Exercise objective = Type out the data again. Keep every line exactly the same.

Records contained in a dataset
══════════════════════════════

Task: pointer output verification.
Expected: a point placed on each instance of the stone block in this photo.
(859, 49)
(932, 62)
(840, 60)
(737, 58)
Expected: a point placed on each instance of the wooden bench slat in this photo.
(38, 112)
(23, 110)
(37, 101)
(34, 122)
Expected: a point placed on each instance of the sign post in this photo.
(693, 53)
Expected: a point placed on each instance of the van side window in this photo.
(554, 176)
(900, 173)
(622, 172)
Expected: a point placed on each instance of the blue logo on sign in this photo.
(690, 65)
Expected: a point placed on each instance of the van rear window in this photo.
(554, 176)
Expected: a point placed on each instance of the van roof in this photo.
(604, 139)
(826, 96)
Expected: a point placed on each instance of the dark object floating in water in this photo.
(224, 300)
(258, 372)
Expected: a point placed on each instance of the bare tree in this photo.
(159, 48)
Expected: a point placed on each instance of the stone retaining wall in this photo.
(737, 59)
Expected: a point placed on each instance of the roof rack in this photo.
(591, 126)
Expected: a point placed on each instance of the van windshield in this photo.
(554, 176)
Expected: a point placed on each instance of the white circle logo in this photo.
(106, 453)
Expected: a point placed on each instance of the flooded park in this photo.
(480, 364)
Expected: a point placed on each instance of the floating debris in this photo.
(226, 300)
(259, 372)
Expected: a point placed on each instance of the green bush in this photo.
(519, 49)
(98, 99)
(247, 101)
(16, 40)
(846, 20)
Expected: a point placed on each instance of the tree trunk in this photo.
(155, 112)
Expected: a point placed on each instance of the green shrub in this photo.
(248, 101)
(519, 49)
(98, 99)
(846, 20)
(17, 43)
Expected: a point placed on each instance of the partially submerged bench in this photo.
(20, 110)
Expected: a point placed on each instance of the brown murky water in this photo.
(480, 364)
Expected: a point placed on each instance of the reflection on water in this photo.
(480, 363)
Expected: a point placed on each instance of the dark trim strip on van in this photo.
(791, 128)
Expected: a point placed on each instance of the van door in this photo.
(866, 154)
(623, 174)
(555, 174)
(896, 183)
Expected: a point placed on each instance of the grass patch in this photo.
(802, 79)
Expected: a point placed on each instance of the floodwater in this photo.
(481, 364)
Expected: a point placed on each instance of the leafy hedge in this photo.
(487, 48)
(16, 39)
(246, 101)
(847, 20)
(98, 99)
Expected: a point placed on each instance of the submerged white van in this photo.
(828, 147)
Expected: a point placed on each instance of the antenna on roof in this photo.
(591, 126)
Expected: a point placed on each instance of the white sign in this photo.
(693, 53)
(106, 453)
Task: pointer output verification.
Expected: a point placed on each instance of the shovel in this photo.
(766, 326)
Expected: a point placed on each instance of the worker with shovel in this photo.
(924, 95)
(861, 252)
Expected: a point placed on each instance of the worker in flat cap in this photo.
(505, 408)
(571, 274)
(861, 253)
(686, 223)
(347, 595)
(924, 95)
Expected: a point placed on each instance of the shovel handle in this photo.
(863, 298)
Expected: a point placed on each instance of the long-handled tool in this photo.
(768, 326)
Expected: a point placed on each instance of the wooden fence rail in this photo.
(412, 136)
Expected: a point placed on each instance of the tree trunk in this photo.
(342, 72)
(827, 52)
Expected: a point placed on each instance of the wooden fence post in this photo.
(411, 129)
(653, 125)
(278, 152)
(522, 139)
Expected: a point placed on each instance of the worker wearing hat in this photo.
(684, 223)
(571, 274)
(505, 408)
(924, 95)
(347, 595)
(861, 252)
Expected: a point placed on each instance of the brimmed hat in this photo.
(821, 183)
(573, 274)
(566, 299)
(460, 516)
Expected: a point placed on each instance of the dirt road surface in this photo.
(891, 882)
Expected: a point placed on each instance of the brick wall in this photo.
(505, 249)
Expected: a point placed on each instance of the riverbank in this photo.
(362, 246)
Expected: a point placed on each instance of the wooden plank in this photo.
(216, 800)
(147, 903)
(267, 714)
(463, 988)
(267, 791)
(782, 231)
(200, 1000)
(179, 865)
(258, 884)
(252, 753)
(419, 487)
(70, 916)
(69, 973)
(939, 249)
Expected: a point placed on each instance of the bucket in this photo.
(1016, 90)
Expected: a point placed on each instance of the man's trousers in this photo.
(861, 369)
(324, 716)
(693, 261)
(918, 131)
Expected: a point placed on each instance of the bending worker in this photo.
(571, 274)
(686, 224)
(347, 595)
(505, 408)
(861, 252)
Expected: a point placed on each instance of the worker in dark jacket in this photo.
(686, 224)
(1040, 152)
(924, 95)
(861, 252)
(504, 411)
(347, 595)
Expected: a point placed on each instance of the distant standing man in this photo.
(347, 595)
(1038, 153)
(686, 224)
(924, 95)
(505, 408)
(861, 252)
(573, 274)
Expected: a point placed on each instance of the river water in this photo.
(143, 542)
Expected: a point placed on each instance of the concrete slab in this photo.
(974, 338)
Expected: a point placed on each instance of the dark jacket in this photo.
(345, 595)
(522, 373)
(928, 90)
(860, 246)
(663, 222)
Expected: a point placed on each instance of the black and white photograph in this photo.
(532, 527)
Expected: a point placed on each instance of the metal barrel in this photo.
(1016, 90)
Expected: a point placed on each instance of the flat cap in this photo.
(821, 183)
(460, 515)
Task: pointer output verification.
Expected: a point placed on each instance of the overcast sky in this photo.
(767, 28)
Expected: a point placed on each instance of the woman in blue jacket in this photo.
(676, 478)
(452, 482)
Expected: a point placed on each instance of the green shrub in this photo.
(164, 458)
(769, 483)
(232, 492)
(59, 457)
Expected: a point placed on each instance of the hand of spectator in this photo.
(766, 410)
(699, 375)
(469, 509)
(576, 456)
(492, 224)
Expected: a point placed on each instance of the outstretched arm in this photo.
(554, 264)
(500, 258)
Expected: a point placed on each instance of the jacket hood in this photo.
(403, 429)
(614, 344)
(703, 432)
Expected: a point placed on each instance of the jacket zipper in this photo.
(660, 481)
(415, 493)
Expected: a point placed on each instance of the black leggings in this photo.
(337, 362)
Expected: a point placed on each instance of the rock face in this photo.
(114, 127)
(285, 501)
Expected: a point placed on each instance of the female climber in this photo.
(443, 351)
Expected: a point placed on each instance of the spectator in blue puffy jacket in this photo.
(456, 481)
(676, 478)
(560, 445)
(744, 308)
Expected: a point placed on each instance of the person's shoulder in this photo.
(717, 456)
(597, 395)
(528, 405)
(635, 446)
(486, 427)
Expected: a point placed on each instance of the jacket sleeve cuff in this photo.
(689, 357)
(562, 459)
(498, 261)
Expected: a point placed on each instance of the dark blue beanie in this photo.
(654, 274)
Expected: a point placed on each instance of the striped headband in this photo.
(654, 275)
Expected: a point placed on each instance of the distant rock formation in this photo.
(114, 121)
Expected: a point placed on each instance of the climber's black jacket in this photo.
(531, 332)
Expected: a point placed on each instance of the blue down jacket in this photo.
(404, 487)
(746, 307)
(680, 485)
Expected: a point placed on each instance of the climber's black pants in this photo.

══════════════════════════════

Completed exercise =
Task: pointer output verification.
Expected: a point placed on each instance of the stone block in this photo.
(859, 49)
(932, 62)
(840, 60)
(737, 58)
Expected: a point placed on each instance of the wooden bench slat in this photo.
(38, 112)
(23, 110)
(37, 101)
(34, 122)
Expected: a point placed on each instance of the sign post in this photo.
(693, 53)
Expected: a point placed on each instance of the van side window in this photo.
(554, 176)
(900, 173)
(622, 172)
Expected: a point placed on each instance of the blue logo on sign in this photo.
(690, 65)
Expected: a point placed on each instance of the van rear window in this photo.
(554, 176)
Expected: a point placed on each instance of the van roof in this photo.
(604, 139)
(826, 96)
Expected: a point placed on each instance of the dark object floating in water in this photo.
(224, 300)
(258, 372)
Expected: a point placed on each instance of the bare tree in this photo.
(159, 48)
Expected: a point placed on each instance of the stone retaining wall in this photo.
(737, 59)
Expected: a point placed on each instance of the roof rack in this photo.
(591, 126)
Expected: a point placed on each instance of the van windshield in this photo.
(554, 176)
Expected: a point placed on each instance of the white circle logo in this photo.
(106, 453)
Expected: a point placed on each instance of the flooded park in this photo.
(480, 364)
Expected: a point placed on each instance of the floating debris in this photo.
(226, 300)
(259, 372)
Expected: a point placed on each instance of the green bush in this photo.
(519, 49)
(98, 99)
(247, 101)
(16, 40)
(846, 20)
Expected: a point placed on each instance of the tree trunk in this photo.
(155, 112)
Expected: a point placed on each instance of the green shrub in this photo.
(248, 101)
(519, 49)
(98, 99)
(846, 20)
(17, 43)
Expected: a point placed on each instance of the partially submerged bench in this photo.
(20, 110)
Expected: a point placed on each instance of the brown murky water in this photo.
(480, 364)
Expected: a point placed on each instance of the reflection on water in this photo.
(480, 363)
Expected: a point placed on each instance of the dark trim strip on van in this photo.
(791, 128)
Expected: a point placed on each instance of the van door in this photo.
(866, 154)
(623, 174)
(555, 174)
(896, 183)
Expected: a point placed on each instance of the grass patch in this photo.
(802, 79)
Expected: a point placed on each instance of the floodwater in this photo.
(481, 364)
Expected: a point placed on each instance of the leafy hedge in this photo.
(487, 48)
(16, 39)
(246, 101)
(847, 20)
(98, 99)
Expected: a point placed on each instance of the submerged white van in this photo.
(828, 147)
Expected: a point placed on each instance of the antenna on roof in this photo.
(591, 126)
Expected: a point placed on each instance of the white sign in this photo.
(693, 53)
(106, 453)
Task: pointer output verification.
Expected: a point placed on each instance of the shovel in this photo.
(766, 326)
Expected: a point placed on each instance of the worker with shovel in this photo.
(924, 95)
(861, 252)
Expected: a point placed on each instance of the worker in flat cap in this photo.
(505, 408)
(571, 274)
(861, 253)
(686, 223)
(347, 595)
(924, 95)
Expected: a point placed on each instance of the shovel handle in this photo.
(863, 298)
Expected: a point placed on each instance of the long-handled tool in this photo.
(768, 326)
Expected: a point placed on each instance of the wooden fence rail in this photo.
(412, 136)
Expected: a point placed on each instance of the tree trunk in this photo.
(342, 72)
(827, 52)
Expected: a point placed on each instance of the wooden fence post in this photo.
(411, 129)
(653, 125)
(278, 152)
(522, 139)
Expected: a point placed on each instance of the worker wearing hat in this photo.
(684, 223)
(571, 274)
(505, 408)
(924, 95)
(347, 595)
(861, 252)
Expected: a point placed on each instance of the brimmed hat in this photo.
(821, 183)
(573, 274)
(566, 299)
(460, 516)
Expected: a point placed on each instance of the dirt road surface in this photo.
(891, 882)
Expected: a point placed on each instance of the brick wall in this photo.
(505, 249)
Expected: a point placed on each instance of the riverbank in this photo.
(362, 246)
Expected: a point placed on each instance of the wooden plank in this photo.
(216, 800)
(147, 903)
(267, 714)
(463, 988)
(267, 791)
(782, 231)
(200, 1000)
(179, 865)
(258, 884)
(252, 753)
(419, 487)
(70, 916)
(69, 973)
(939, 249)
Expected: a point placed on each instance of the bucket in this photo.
(1016, 90)
Expected: a point placed on each instance of the man's trousers in this photo.
(861, 369)
(324, 716)
(693, 261)
(918, 131)
Expected: a point placed on each instance of the bending worker in this photo.
(571, 274)
(686, 224)
(347, 595)
(505, 408)
(861, 252)
Expected: a point placed on each instance of the worker in dark jacket in this photo.
(686, 224)
(1040, 152)
(924, 95)
(861, 252)
(504, 411)
(347, 595)
Expected: a point placed on each instance of the distant standing man in this photo.
(347, 595)
(1038, 153)
(686, 224)
(924, 95)
(505, 408)
(861, 252)
(573, 274)
Expected: a point placed on each instance of the river water in this photo.
(143, 542)
Expected: a point placed on each instance of the concrete slab in this photo.
(974, 338)
Expected: a point placed on each instance of the dark jacket in this photo.
(345, 595)
(522, 373)
(928, 90)
(860, 246)
(663, 222)
Expected: a point placed on each instance of the black and white photograph in this photo.
(532, 527)
Expected: a point placed on each instance of the metal barrel in this photo.
(1016, 90)
Expected: a point placed on each instance of the flat cap in this photo.
(821, 183)
(460, 515)
Task: pointer output verification.
Expected: a point placed on each instance of the overcast sky in this photo.
(767, 28)
Expected: a point placed on each instance of the woman in blue jacket in this photo.
(676, 478)
(452, 482)
Expected: a point placed on each instance of the green shrub in this photo.
(164, 458)
(769, 483)
(232, 492)
(59, 457)
Expected: a point placed on each instance of the hand of spectator in this photo.
(766, 410)
(699, 375)
(469, 509)
(576, 456)
(492, 224)
Expected: a point placed on each instance of the outstretched arm in this photo.
(554, 264)
(500, 258)
Expected: a point placed on each instance of the jacket hood in this photo.
(403, 429)
(614, 344)
(703, 432)
Expected: a point placed on each instance of the jacket zipper in this photo.
(660, 481)
(415, 493)
Expected: a point placed on each instance of the black leggings in this photo.
(337, 362)
Expected: a point placed on each instance of the rock face in this photo.
(114, 127)
(285, 501)
Expected: a point placed on each instance of the female climber in this photo.
(443, 351)
Expected: a point placed on each instance of the spectator in blue puffy jacket in this photo.
(456, 481)
(676, 478)
(560, 445)
(744, 308)
Expected: a point placed on each instance of the person's shoulder in this photo.
(717, 456)
(597, 395)
(528, 405)
(635, 446)
(486, 427)
Expected: a point placed on each instance of the jacket sleeve cuff in this photo.
(689, 357)
(562, 459)
(498, 261)
Expected: a point placed on each instance of the dark blue beanie in this photo.
(654, 274)
Expected: a point placed on each instance of the striped headband in this photo.
(654, 275)
Expected: a point placed on each instance of the distant rock formation in this photo.
(114, 121)
Expected: a point placed on each instance of the climber's black jacket in this photo.
(531, 332)
Expected: a point placed on each instance of the blue down jacket in this photo.
(404, 487)
(746, 307)
(680, 485)
Expected: a point placed on each instance of the climber's black pants in this photo.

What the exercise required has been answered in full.